• **Provided text**:
* * * *
Another drag on business travel: The Miami Beach Convention Center was partially closed for renovations last year, and is 39 days behind schedule for a partial reopening originally scheduled for May. The complete renovation is set to be completed in the summer of 2018.

The bureau’s 2016 survey also highlighted, for the first time, the growing threat to area hotels of private short-term rentals, a subject that has been at the heart of a heated debate over the past six months in Miami-Dade. Nearly 4 percent of all travelers stayed at a vacation rental in 2016, with almost 72 percent of those visitors using a peer-to-peer website such as Airbnb and HomeAway to book a stay.

Overall, 2.1 percent of the 15.7 million 2016 visitors stayed at an Airbnb rental in Miami-Dade, or about 331,000 people. That’s compared to 64.9 percent of travelers who stayed in hotels or motels.

2016 was a challenging year in Greater Miami for the hotel industry with increased room inventory, declines from two of our largest international market, and the Miami Beach Convention Center being off line.
* * * *
• **Available records**:
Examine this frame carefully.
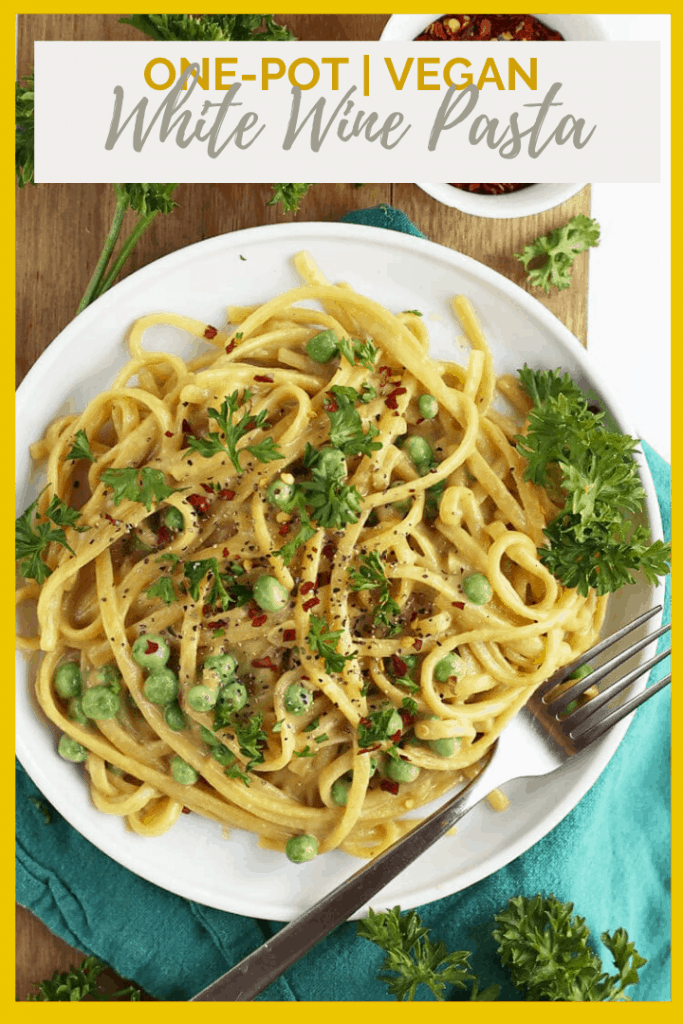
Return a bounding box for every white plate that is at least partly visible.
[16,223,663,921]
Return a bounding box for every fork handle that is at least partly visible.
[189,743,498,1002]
* * * *
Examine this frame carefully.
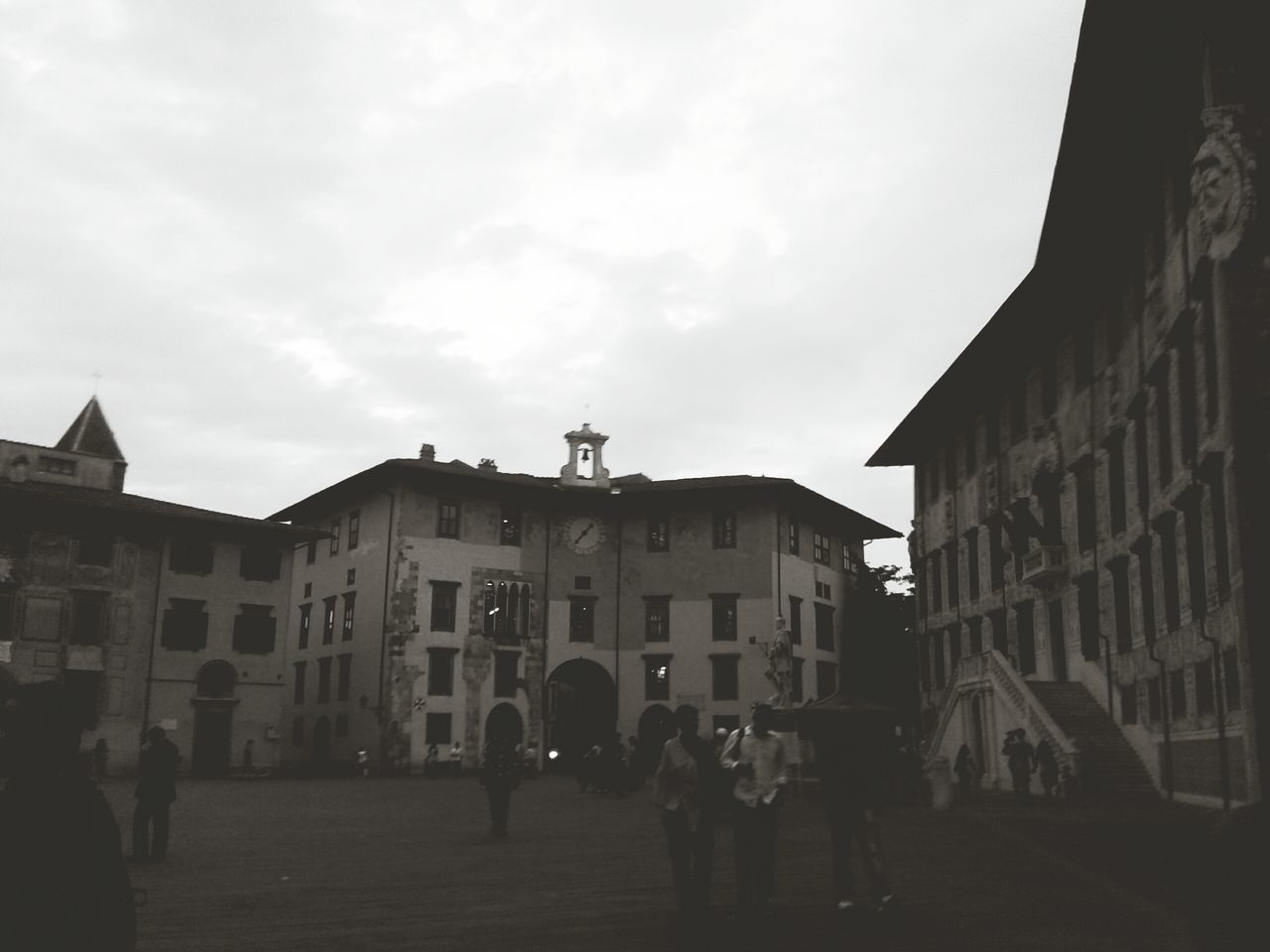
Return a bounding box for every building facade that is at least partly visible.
* * * *
• **Tasks**:
• A. Reproduce the passage of the Miami tourism text between "The bureau’s 2016" and "hotels or motels.", inclusive.
• B. Substitute "spoon" for "fork handle" in the listing lines between the lines holding "Return a bounding box for every fork" and "[189,743,498,1002]", inclusive, and leave everything else unchanged. Give back only those lines.

• **Task responses**:
• A.
The bureau’s 2016 survey also highlighted, for the first time, the growing threat to area hotels of private short-term rentals, a subject that has been at the heart of a heated debate over the past six months in Miami-Dade. Nearly 4 percent of all travelers stayed at a vacation rental in 2016, with almost 72 percent of those visitors using a peer-to-peer website such as Airbnb and HomeAway to book a stay.

Overall, 2.1 percent of the 15.7 million 2016 visitors stayed at an Airbnb rental in Miami-Dade, or about 331,000 people. That’s compared to 64.9 percent of travelers who stayed in hotels or motels.

• B.
Return a bounding box for every spoon that is at least partly visible.
[189,743,498,1002]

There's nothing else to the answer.